[Extracts from a box-labeled dataset]
_ _ _ _ _ _ _
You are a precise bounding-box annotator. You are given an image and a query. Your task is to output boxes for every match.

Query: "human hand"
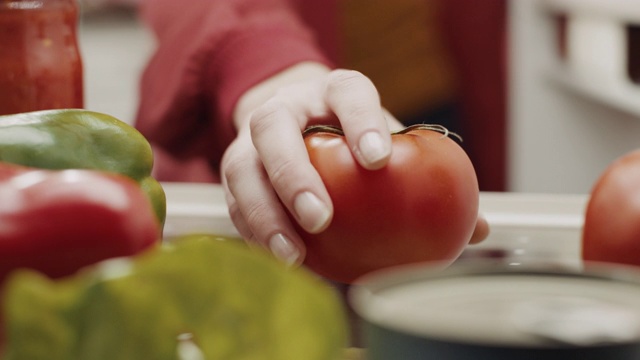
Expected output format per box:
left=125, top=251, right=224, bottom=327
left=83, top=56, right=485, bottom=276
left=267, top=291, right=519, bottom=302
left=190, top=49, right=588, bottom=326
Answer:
left=221, top=64, right=488, bottom=264
left=221, top=64, right=402, bottom=264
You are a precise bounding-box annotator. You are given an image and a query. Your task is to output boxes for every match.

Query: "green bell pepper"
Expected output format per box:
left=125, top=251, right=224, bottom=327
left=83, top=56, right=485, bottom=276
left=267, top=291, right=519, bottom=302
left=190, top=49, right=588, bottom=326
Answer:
left=0, top=109, right=166, bottom=224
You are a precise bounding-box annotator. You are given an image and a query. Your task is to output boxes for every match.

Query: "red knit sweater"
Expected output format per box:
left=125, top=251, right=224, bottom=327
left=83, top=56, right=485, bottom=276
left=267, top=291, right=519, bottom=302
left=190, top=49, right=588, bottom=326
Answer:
left=136, top=0, right=336, bottom=181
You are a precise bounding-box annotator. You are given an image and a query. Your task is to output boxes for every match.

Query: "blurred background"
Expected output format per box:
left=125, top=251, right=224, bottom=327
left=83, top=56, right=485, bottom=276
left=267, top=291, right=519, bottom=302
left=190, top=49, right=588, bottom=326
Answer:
left=80, top=0, right=640, bottom=193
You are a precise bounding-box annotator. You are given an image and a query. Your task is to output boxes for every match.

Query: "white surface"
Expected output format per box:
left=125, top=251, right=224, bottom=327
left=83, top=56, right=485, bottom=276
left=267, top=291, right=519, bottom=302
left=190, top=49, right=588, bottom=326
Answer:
left=508, top=0, right=640, bottom=194
left=163, top=183, right=587, bottom=265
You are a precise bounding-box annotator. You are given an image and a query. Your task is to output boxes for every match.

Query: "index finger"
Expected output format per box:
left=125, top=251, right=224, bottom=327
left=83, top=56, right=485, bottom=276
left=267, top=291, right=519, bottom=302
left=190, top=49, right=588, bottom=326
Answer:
left=324, top=70, right=391, bottom=170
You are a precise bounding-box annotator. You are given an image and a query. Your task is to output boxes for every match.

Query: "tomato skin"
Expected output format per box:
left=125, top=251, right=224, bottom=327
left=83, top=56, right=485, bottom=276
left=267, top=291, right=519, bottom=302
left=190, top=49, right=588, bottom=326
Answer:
left=582, top=150, right=640, bottom=266
left=298, top=126, right=479, bottom=283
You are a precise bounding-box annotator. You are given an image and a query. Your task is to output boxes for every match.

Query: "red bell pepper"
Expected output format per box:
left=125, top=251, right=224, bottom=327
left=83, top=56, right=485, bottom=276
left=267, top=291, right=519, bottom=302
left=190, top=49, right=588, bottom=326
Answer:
left=0, top=163, right=161, bottom=282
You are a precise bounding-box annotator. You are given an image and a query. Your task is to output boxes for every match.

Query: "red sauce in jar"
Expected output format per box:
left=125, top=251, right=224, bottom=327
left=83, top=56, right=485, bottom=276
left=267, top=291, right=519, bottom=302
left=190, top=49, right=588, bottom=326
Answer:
left=0, top=0, right=83, bottom=114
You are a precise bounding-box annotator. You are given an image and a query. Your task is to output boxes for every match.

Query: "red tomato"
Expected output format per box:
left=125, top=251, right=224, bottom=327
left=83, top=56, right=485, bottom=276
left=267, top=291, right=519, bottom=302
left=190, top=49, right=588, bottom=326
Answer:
left=298, top=125, right=479, bottom=283
left=582, top=150, right=640, bottom=266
_ _ _ _ _ _ _
• **Set problem**: Return all of the entries above verbatim, with the pictures omitted.

• **Answer below**:
You are a precise bounding-box annotator. You are given an image and a query. Your task is to output boxes for every match.

Query: "human hand"
Expected output format per box:
left=125, top=251, right=224, bottom=327
left=83, top=56, right=485, bottom=276
left=267, top=291, right=519, bottom=302
left=190, top=49, right=588, bottom=326
Answer:
left=221, top=64, right=488, bottom=264
left=221, top=64, right=402, bottom=264
You are a precise bounding-box annotator. You are given an image and a query. Your task is to output boxes for every match.

Query: "green bell pepper"
Expected output format per box:
left=125, top=251, right=224, bottom=327
left=83, top=56, right=485, bottom=276
left=267, top=291, right=519, bottom=302
left=190, top=49, right=588, bottom=326
Answer:
left=0, top=109, right=166, bottom=224
You are a precise bounding-box annotator. You are given an image and a query. Your task is to output boxes for every match.

Query: "red knit sweater"
Expected output format per box:
left=125, top=251, right=224, bottom=327
left=83, top=56, right=485, bottom=276
left=267, top=291, right=519, bottom=302
left=190, top=49, right=588, bottom=326
Answer:
left=136, top=0, right=336, bottom=181
You are a precise bounding-box annotator. You are given an image and a query. Your task is to output boxes for every match.

Query: "blurred background"
Expected output format per box:
left=125, top=251, right=224, bottom=327
left=83, top=56, right=485, bottom=276
left=267, top=291, right=519, bottom=302
left=190, top=49, right=588, bottom=326
Answer:
left=80, top=0, right=640, bottom=193
You are a precise bounding-box annotator. You are given an image and a query. Your task is to output boxes for every match.

Query: "white surface"
Expected output format per box:
left=125, top=251, right=224, bottom=327
left=83, top=56, right=485, bottom=276
left=267, top=291, right=519, bottom=302
left=190, top=49, right=588, bottom=326
Answer:
left=508, top=0, right=640, bottom=194
left=163, top=183, right=587, bottom=265
You are a precise bounding-box annotator. You are given an image and a query. Your task is to output boxes for every match.

Query: "index finger"
Expected output format per box:
left=125, top=251, right=224, bottom=327
left=83, top=56, right=485, bottom=276
left=267, top=291, right=519, bottom=302
left=190, top=49, right=588, bottom=326
Answer:
left=324, top=70, right=391, bottom=170
You are a precise bounding-box annotator. You are given an image and a query. Your task is to output boxes for every match.

Query: "tomato skin"
Expected output format per box:
left=125, top=251, right=224, bottom=327
left=83, top=56, right=485, bottom=276
left=267, top=291, right=519, bottom=302
left=190, top=49, right=588, bottom=326
Answer:
left=582, top=150, right=640, bottom=266
left=298, top=126, right=479, bottom=283
You are a precise bounding-box annotator. You are given an image and a query. Your task is to output boxes for every match.

Query: "red bell pepper"
Expected output format per box:
left=125, top=251, right=224, bottom=327
left=83, top=56, right=485, bottom=276
left=267, top=291, right=519, bottom=302
left=190, top=49, right=588, bottom=326
Answer:
left=0, top=163, right=161, bottom=282
You are a precise bounding-box annotator. You are given an image and a query. Your task is to output boxes for every match.

Query: "red sauce in jar"
Expected output format per box:
left=125, top=251, right=224, bottom=327
left=83, top=56, right=485, bottom=276
left=267, top=291, right=519, bottom=302
left=190, top=49, right=588, bottom=326
Answer:
left=0, top=0, right=83, bottom=114
You are a precise bounding-box annotator. You are given an image and a query. Your task is to output boxes for every match.

Query: "red tomato"
Expected output format per box:
left=125, top=251, right=224, bottom=327
left=83, top=56, right=485, bottom=276
left=267, top=291, right=519, bottom=302
left=190, top=49, right=588, bottom=326
Answer:
left=298, top=125, right=479, bottom=283
left=582, top=150, right=640, bottom=266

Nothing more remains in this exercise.